Data supplied:
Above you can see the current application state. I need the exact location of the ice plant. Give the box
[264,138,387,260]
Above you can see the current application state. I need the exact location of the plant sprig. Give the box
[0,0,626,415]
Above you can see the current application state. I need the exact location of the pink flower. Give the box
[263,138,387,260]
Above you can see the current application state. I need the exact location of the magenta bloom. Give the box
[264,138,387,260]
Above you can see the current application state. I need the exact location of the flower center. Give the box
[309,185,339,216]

--

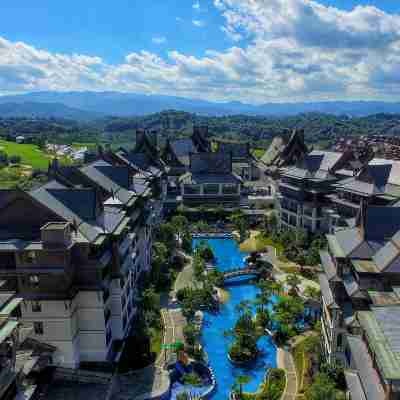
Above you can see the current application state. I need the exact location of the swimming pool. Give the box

---

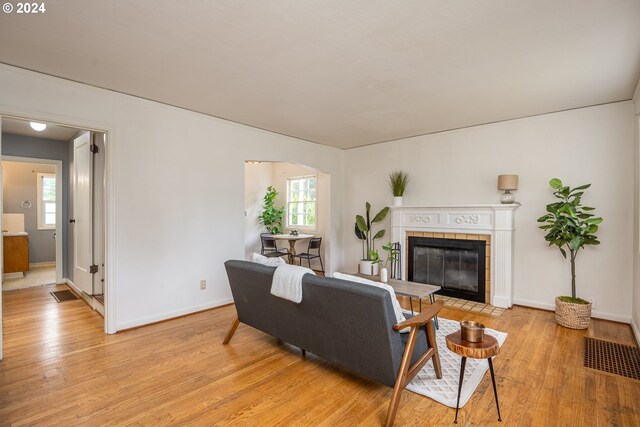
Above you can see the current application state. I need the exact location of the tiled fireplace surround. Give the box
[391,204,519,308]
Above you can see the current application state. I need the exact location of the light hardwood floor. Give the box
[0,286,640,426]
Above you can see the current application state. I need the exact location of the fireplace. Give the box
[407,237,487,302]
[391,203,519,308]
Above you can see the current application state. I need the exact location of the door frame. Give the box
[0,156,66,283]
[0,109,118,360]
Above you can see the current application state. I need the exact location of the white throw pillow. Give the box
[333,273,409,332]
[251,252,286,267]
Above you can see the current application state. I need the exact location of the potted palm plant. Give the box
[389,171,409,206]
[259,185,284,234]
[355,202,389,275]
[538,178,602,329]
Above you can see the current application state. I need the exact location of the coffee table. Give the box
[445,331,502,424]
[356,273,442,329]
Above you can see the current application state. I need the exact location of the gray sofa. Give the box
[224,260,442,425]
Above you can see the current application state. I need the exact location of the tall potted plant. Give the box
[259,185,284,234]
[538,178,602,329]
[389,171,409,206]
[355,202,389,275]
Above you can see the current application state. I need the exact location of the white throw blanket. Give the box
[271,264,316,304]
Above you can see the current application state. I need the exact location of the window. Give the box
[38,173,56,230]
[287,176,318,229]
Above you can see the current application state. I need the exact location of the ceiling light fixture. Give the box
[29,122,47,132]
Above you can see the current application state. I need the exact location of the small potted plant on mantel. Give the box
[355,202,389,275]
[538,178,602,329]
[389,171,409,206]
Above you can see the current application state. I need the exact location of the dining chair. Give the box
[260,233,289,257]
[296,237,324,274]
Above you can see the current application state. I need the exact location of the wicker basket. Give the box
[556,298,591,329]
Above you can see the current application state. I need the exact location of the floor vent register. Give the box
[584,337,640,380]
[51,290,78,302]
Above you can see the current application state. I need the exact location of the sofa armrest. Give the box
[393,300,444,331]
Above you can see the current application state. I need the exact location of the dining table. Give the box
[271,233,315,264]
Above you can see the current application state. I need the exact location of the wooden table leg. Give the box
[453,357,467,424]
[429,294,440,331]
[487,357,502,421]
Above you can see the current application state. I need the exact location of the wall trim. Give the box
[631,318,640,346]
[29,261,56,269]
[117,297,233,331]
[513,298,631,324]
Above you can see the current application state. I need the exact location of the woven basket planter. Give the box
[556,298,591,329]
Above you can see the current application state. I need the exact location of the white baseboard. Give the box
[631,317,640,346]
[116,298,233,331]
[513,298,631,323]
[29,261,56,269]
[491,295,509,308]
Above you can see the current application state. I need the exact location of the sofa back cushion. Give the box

Given request: State how many lines of the records above contain the word "floor". Give only the number.

Completed task: 2